— Text excerpt —
※
The Microplastics Alarmists
What a publishing trainwreck we have here
The findings should trigger alarm.
Such are the words of a scientist studying microplastics when he’s quoted in a press release from his university.
These data are associative and do not establish a causal role for such particles affecting health. For this, refinements to the analytical techniques, more complex study designs, and much larger cohorts are needed.
Such are the words when that same scientist is summarizing findings for other scientists.
We’re not talking about the now-debunked dangers of black plastic spatulas — a “danger” created by a math error that stated the safe level as 10x less than it really is. Fixing the math changed their finding from alarming to reassuring.
This source of alarm this time is the purported plastic spoon in your brain, and the scientist urging you to be alarmed is Matthew Campen of the University of New Mexico. His statement was made in the wake of a publication by his group in Nature Medicine on February 3, 2025.
The paper was covered widely, partially because Campen drew a parallel between the amount of plastic the researchers purported to find (~7g) and the weight of a plastic spoon (2-6g).
The image of a spoon inside your brain incited a media frenzy, one Campen helped to create and was only too happy to stoke with additional alarmism.
As you might expect since I’m covering it, the paper is beset with an array of problems:
- The paper was preprinted on Research Square (also a Springer Nature property) a week after it was submitted to Nature Medicine.
- The preprint received more than 460 media mentions and 7,600 of downloads — before any peer-reviewed or corrected version was available.
- The preprint was indexed on PubMed, and its full text published on PubMed Central.
- The preprint is also available on ResearchGate.
- This preprint has not been updated despite substantial corrections to the published work.
- The uncorrected preprint is posted to NIH.gov for public access.
- Opportunism followed publication of the flawed paper:
- A pretty substantial correction was issued on March 31, 2025, which included duplicate figures, errors in charts, errors in calculations, and just a litany of sloppy publication practices.
Fortunately for the scientists seeking attention, the echo chamber was assembled quickly, before the correction could come out.
※
— Source data —
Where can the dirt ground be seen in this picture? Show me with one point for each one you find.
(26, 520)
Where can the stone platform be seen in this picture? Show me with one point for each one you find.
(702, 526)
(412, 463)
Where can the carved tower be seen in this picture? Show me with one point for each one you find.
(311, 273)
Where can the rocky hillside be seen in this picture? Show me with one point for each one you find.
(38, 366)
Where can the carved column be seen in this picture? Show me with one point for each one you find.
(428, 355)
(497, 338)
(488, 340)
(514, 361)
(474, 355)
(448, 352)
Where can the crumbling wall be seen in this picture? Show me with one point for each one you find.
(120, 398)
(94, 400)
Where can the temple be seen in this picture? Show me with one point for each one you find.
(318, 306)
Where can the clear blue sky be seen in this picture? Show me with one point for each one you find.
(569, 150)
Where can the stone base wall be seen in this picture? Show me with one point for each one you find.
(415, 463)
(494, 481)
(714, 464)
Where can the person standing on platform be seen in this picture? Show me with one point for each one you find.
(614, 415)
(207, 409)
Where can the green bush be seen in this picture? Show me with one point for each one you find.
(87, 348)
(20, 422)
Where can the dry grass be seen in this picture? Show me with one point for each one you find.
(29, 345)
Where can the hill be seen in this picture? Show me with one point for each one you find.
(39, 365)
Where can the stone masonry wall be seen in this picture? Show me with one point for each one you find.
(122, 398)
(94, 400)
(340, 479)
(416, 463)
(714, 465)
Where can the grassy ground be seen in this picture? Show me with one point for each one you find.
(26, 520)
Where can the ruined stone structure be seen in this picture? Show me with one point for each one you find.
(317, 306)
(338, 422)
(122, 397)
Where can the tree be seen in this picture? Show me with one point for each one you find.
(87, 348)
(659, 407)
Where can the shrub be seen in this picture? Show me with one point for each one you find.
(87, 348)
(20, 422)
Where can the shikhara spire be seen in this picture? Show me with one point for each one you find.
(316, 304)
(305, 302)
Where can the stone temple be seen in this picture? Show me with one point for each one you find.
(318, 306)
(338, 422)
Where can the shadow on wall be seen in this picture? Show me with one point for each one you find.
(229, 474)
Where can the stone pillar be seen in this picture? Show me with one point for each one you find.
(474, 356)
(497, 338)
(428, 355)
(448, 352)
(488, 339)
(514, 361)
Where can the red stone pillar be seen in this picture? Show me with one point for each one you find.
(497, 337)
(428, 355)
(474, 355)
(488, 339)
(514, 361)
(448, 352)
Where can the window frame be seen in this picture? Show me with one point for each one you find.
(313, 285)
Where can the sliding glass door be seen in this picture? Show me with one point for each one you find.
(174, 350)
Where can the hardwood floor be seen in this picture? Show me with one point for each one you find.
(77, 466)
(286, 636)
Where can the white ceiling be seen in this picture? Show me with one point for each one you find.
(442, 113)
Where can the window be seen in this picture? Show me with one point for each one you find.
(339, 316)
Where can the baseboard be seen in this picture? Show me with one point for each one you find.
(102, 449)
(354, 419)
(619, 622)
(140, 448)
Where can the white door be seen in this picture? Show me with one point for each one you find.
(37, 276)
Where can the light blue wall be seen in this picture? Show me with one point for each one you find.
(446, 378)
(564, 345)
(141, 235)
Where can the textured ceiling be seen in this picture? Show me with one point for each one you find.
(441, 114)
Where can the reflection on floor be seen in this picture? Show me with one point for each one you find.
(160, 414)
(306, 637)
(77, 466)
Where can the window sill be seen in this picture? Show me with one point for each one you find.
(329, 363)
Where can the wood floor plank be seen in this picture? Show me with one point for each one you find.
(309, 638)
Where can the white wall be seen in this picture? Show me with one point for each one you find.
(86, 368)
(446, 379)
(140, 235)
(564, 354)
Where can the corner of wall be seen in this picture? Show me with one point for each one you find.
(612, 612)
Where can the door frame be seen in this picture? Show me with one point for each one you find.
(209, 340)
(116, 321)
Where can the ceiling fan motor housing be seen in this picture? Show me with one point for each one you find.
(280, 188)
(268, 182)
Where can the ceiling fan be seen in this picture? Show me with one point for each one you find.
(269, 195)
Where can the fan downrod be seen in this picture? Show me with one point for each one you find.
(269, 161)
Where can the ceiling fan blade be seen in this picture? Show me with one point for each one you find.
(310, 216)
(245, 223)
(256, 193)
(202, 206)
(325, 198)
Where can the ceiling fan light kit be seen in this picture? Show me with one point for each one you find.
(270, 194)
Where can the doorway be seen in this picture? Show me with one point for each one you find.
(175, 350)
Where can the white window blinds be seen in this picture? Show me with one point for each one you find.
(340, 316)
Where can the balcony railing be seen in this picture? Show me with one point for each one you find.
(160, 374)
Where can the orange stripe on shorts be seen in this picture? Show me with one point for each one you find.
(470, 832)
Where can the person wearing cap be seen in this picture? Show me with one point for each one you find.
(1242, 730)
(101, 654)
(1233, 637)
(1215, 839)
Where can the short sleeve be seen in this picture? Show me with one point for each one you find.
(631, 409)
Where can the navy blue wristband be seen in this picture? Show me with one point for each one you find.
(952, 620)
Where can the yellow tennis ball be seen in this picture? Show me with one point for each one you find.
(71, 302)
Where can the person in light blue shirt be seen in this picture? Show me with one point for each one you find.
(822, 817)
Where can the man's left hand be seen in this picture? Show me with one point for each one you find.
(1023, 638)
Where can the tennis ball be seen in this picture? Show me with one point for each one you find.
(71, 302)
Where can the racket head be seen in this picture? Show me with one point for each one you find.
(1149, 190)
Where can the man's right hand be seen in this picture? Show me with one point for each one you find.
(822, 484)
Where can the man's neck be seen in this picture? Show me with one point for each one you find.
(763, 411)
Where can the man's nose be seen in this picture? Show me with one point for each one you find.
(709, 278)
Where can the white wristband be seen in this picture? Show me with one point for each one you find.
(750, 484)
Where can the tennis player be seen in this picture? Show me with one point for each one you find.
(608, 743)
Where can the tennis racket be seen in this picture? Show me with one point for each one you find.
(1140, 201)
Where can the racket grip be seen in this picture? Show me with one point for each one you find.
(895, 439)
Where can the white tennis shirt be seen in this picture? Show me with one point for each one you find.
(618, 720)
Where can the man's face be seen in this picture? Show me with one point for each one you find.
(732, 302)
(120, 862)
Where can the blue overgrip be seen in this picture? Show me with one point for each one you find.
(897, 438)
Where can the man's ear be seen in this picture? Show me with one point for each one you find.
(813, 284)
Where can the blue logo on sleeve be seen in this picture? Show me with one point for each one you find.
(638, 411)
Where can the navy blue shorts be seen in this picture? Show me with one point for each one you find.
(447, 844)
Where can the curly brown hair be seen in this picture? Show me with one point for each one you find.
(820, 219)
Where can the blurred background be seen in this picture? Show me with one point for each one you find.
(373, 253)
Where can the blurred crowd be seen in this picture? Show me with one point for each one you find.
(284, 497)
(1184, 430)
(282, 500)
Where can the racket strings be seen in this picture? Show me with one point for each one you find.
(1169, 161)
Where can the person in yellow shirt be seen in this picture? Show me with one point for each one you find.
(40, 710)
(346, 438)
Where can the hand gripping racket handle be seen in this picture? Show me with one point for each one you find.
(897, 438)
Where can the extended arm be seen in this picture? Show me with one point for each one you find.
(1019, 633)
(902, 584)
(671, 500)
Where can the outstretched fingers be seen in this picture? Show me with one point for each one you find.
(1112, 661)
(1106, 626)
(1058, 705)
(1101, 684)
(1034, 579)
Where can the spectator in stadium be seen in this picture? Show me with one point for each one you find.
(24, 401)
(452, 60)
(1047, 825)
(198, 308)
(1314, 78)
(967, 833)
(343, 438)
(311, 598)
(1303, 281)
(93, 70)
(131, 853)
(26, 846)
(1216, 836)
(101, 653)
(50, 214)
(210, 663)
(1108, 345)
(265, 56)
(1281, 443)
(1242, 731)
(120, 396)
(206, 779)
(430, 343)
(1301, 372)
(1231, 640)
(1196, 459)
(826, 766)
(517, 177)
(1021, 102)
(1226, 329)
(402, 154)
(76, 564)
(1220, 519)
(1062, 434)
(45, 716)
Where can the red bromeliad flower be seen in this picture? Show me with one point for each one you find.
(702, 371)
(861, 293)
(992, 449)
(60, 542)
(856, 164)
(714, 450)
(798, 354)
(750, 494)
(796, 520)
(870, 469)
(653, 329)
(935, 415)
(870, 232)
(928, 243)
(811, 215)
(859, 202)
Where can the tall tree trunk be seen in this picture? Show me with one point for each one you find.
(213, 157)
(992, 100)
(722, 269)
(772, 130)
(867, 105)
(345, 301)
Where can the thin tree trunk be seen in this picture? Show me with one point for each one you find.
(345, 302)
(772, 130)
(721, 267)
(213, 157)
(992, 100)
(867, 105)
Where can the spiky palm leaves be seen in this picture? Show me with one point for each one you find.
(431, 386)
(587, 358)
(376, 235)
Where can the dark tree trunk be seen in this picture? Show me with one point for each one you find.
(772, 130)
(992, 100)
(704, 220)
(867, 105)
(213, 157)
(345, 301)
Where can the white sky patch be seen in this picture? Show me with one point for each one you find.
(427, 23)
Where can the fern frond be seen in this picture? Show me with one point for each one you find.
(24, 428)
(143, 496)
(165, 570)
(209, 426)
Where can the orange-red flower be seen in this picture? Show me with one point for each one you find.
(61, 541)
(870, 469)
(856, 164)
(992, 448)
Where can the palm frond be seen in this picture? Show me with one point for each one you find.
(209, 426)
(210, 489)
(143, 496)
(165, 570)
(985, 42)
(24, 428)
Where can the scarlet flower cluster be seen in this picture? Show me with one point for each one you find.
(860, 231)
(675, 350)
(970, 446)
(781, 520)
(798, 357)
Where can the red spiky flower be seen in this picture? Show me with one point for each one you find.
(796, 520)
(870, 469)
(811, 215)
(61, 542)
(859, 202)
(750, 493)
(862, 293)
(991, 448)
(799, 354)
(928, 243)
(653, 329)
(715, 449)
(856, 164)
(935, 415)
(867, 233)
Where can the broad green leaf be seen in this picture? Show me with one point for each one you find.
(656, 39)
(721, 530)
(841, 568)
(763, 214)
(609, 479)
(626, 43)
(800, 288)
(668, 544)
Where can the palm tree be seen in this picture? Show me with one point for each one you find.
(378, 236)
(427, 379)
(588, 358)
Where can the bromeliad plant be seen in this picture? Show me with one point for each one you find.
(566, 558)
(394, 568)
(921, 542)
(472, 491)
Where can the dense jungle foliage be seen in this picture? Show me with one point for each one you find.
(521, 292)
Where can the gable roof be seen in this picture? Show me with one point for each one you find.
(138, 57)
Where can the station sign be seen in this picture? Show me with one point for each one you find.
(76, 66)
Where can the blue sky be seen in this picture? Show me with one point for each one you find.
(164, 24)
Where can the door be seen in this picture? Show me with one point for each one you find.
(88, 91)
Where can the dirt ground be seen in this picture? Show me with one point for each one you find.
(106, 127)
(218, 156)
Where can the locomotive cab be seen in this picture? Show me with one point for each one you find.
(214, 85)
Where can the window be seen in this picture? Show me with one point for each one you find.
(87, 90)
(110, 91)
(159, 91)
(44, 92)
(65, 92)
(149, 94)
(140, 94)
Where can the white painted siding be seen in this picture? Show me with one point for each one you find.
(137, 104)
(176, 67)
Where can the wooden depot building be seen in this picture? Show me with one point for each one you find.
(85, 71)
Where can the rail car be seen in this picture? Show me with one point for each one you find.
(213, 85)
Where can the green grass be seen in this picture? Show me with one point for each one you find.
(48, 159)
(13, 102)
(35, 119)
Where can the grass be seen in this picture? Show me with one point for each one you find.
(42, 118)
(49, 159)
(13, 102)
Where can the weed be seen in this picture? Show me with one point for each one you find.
※
— Prompt 1 —
Using the microplastics article above, decide whether each statement agrees with it, answering yes or no and quoting the deciding words: (a) the study was preprinted on Research Square a week after its submission to Nature Medicine; (b) the preprint has been revised to match the corrected paper; (c) the correction to the paper appeared on February 3, 2025.
— Prompt 2 —
Proceed with the microplastics article above, writing on from the sentence about the echo chamber being assembled before the correction could come out.

— Expected answer 1 —
(a) Yes: "The paper was preprinted on Research Square (also a Springer Nature property) a week after it was submitted to Nature Medicine."
(b) No: "This preprint has not been updated despite substantial corrections to the published work."
(c) No: "A pretty substantial correction was issued on March 31, 2025"

— Expected answer 2 —
The media coverage was noteworthy for a couple of reasons:
- The consistent alarmism of the researchers who are clearly angling for attention and to justify further related grant funding.
- The pictures in the New York Times showing a lab filled with plastics.
This last point gets to one of two major underlying problems with the study, as described well on the Science Vs. podcast this week:
- The potential for microplastic contamination of necrotic brain tissue from the dissecting lab, from the various containers involved in storage, transport, and handling, and within the lab itself can’t be discounted.
- They may have been measuring dust, not physiological plastic residuals.
- The methods used to detect the plastics involved burning the brain tissues and analyzing the smoke. The brain has a lot of fat in it, and burned fat can be easily mistaken for burned plastic residue.
- One wag noted that among the things he’d eat with the spoon in his brain would be his own brain — he hears the fat makes them creamy.
Maybe there’s something to the worries about microplastics. Maybe there’s not. We seem to excrete them pretty well based on studies of microplastics in our waste. There’s no clear physiological link to anything bad yet. It’s not like asbestos or lead paint, where it was pretty clear once scientists got involved that there was a problem. Even the methods and math seem immature at this point.
As the authors state:
These data are associative and do not establish a causal role for such particles affecting health.
But, of course:
The findings should trigger alarm.
What should trigger alarm in our community is how this paper was published, covered, corrected, reproduced, indexed, and allowed to confuse the scientific record.
That’s our bailiwick, and we are doing a terrible job these days.